__EXTRACT PROVIDED__.
+ + +
By December 16, 2014Blog, Report

Ben Le Vagueresse (CFFA President), Wayne Jeffs (Member CFFA) and I arranged to meet at Newbridge General Store at the allotted time of 16:30hrs, typical for me I was an hour early so had a bit of look around. There was the General Store which really is the epitome of country town general stores, sold everything from nuts and bolts, irrigation supplies, toilet paper and bragged it made the world’s best “Rump Steak Pies”, I was tempted however, thought better not!

The only other notable building in the town was the Pub complete with country locals enjoying the sunny afternoon and listening to the cricket and Australia’s effort to win the first test against India. That was it for the town, except of course, the bridge over the river our destination for the next 18hrs.

After Ben and Wayne arrived we set off in our cars heading north dutifully following Ben to a “secret” location downstream. As I’m under instruction from our President and sworn under the CFFA official secrets act I can’t provide more information about our location (really because I was lost and wouldn’t find the gate into the camping site again anyway)! As soon as we arrived at our location we were met by Damian Keegan from Bendigo Fly Fishing Club, we set up “Base Camp” alongside the river which was about 15 metres wide at our location and flowing slowly to the north. Along the banks which were quite steep in places were tall big old weathered red gums, large granite boulders and tree stumps covered with layers of grass, logs and the debris from years of floods.

After setting up camp I noticed that Ben and I had not chosen the best of places to pitch our tents; we had in haste, as you do when camping, put our tents under a big red gum leaning over the tents with a huge limb off main trunk of the tree running right along the line of the tents! Had this limb come crashing down, bait fisherman would not have needed to look far for bait, lots of tasty morsels for the carp, some legacy for two dead Fly Fishermen, “carp bait”! Oh well not to worry there wasn’t a lot of choice to place the tents anyway, and what the hell, we were there to fish!
+ + +
__WRITTEN TASKS__.
1. How wide was the river at the campsite, according to the fishing trip report?
2. Translate this sentence from the fishing trip report into Spanish: "After Ben and Wayne arrived we set off in our cars heading north dutifully following Ben to a “secret” location downstream."
3. Carry on the fishing trip report from its last sentence, keeping the same voice.
The data after this point comes from a separate source.
+ + +
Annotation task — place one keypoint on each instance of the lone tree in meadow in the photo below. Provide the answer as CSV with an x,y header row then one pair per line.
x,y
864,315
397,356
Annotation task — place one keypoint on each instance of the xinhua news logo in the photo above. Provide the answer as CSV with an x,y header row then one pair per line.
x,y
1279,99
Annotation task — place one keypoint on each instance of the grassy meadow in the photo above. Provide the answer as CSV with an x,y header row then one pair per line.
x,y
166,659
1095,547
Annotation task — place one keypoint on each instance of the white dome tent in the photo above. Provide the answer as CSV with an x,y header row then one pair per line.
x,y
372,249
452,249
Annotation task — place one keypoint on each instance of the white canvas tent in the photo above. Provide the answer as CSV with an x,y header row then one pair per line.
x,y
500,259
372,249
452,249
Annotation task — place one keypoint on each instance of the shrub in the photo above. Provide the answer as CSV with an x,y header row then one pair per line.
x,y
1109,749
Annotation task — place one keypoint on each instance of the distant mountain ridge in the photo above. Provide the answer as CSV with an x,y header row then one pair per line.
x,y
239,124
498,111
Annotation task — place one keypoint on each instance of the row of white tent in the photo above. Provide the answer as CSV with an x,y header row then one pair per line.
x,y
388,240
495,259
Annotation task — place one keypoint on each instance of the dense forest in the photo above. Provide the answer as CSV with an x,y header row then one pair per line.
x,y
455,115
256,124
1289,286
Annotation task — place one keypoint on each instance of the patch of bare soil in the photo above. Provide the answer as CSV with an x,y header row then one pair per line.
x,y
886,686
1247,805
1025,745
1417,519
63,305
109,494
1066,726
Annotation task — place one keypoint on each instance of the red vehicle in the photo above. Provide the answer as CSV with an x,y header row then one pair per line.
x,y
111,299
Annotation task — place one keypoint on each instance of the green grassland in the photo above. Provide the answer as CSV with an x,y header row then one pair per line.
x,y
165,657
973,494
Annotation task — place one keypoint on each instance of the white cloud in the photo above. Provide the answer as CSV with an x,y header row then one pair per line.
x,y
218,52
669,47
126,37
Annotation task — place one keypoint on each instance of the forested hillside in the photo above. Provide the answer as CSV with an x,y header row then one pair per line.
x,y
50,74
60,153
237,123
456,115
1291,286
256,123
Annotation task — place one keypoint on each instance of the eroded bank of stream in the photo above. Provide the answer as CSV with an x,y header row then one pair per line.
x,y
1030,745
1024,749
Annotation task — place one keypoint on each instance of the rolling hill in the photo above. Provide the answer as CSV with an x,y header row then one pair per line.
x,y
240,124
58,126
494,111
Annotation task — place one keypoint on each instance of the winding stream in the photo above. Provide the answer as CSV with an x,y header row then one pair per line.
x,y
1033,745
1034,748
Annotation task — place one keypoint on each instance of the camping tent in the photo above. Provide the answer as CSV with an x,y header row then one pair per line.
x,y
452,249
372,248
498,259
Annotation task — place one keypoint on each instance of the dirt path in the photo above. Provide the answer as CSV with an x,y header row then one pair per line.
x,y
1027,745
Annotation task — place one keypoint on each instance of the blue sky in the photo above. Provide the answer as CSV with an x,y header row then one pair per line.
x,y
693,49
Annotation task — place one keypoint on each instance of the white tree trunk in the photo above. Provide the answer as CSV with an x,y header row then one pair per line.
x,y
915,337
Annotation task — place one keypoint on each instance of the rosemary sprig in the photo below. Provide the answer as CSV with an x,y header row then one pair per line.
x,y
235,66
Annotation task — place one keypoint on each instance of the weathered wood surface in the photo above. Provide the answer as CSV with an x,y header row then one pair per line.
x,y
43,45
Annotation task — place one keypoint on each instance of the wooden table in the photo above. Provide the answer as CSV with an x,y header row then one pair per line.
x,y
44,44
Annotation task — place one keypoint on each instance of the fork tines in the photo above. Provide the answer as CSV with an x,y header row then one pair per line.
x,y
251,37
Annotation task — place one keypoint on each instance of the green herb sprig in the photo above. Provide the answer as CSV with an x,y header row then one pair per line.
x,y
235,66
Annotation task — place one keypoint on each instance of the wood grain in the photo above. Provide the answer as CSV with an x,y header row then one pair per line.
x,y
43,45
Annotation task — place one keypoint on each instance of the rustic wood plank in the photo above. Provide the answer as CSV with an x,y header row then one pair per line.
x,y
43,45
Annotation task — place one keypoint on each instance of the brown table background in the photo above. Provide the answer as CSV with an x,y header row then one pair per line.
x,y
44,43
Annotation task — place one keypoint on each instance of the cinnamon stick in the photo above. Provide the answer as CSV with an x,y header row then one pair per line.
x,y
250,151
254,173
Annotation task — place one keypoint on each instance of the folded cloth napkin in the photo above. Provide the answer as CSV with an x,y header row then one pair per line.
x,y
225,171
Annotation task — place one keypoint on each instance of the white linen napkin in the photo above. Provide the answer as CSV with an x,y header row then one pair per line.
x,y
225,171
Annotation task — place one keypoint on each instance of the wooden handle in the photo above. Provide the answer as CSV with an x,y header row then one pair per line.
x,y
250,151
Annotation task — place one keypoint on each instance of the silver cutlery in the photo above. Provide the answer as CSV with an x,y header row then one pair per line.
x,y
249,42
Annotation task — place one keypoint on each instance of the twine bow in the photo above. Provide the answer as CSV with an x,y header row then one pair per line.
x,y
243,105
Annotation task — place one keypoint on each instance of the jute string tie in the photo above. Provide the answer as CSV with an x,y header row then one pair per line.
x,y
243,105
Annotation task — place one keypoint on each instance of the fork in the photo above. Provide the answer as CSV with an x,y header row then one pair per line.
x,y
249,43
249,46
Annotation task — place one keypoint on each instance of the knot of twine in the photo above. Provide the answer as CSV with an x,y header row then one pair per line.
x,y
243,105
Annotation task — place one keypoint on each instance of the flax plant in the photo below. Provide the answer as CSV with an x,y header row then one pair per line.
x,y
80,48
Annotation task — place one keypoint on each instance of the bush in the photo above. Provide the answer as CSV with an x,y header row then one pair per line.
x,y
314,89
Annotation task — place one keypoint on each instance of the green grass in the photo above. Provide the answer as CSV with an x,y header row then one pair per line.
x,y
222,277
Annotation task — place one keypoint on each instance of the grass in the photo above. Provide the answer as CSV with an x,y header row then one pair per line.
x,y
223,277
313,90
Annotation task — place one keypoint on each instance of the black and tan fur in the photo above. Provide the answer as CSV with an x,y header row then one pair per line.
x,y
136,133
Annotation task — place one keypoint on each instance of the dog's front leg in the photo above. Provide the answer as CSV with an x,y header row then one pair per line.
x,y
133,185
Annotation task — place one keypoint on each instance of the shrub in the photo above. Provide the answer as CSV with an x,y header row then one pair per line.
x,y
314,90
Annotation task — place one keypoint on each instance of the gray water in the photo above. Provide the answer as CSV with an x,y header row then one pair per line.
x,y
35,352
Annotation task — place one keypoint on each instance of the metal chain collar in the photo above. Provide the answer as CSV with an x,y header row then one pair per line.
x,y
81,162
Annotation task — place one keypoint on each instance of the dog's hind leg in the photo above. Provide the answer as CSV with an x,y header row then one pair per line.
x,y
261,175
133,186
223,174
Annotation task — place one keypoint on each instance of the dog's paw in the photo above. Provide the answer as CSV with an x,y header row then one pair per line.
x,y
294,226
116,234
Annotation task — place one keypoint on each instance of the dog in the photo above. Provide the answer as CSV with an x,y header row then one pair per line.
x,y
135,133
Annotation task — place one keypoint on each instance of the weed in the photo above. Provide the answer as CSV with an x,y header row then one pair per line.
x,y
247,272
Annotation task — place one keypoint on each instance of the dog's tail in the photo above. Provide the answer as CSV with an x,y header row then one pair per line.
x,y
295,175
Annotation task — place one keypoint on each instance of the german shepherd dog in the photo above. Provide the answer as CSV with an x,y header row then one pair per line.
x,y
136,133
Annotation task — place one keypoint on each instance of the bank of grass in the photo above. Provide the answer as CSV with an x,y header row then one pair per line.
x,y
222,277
+ + +
__ANSWERS PER TASK__.
1. About 15 metres wide.

2. Después de que llegaran Ben y Wayne, partimos en nuestros coches rumbo al norte, siguiendo obedientemente a Ben hacia un lugar “secreto” río abajo.

3.
The Campsite
By 17:30Hrs Base Camp was set up, rods in hand almost ready to go. Ben and Damian helped Wayne and I to set up the rods; 8 weight with intermediate line, tippet made up of about half a metre each of 40lb and then 20lb fluorocarbon line, a small swivel was used to join the lengths of tippet. This meant that when casting the weight and movement of the fly didn’t twist the fly line ensuring it presented well in the water and wasn’t a twisted clump. The flies chosen (tied by Ben) were as he described and named “Cod Snacks”, surface or subsurface with large dumbbell eyes with purple marabou feathers and a splash of silver flash for the body; fantastic looking flies that were designed to imitate anything from a frog, minnow, mouse or even a small bird. One other important feature of the fly I discovered later was Ben’s experiment, a heavy weight line tied onto the hook so to form a loop that clipped under barb this was the weed/reed guard!

By 18:00hrs we were on the river receiving instruction from Ben and Damian how to fish for Cod, Yellow Belly and of course that cursed European Carp.

The Cod fly and the tippet were much heavier than 4wt leader and trout flies I had become used to casting! So when I started out I felt as though just started fly fishing for the first time! I was flapping, swish swashing and whatever awkward name you could put to my effort to get the cod fly the 5 metres to the big log Ben suggested I target, not pretty! Ben and Damian suggested I use more fly line as I was not using enough line to carry the weight of the fly. Wayne also encountered the same problem however, he was up and away and looking very professional in no time at all. After an hour or so I was ok to get going.

The cast dealt with, the next lesson was looking for areas Cod and Yellow Belly reside, I was ignoring the fact the carp would be just about anywhere. Ben gave us some very useful information as to what the Native Fish like to do; essentially lazy feed under logs and in the reeds and like Trout close into the banks where depth allowed.

The next lesson the presentation of the fly to the fish, well here was the fun bit, the bit I could excel in. Unlike Trout fussy, easily spooked buggers, Australian Native fish are bold, outward going and nosy! Any movement at all a big splash and commotion apparently they’re into it! So presenting the fly in this manner was great, smashing it into logs, dropping into the water so that you’d see the ripples in outer space was just brilliant. We spent three and a half hours wandering down stream smashing flies into logs, and wait for it “weeds”… yes the brilliant weed guard meant that if the fly was caught in the weed the guard would stop the barb of the hook become attached, so no snags! However, I think the Cod and its Native cousins had all been out to lunch, weren’t interested in our flies despite the fact I for one was presenting it like it was a Xmas turkey on a hook!

At about 21:30hrs darkness stopped play and we retreated back to Base Camp under the light of the best star covered sky I’d seen for a long time. Tired and content with efforts of the evening fish, numerous cups of tea, something to eat and of course the great at length conversations and fishing stories it was time to hit the sack, oops under that bloody tree!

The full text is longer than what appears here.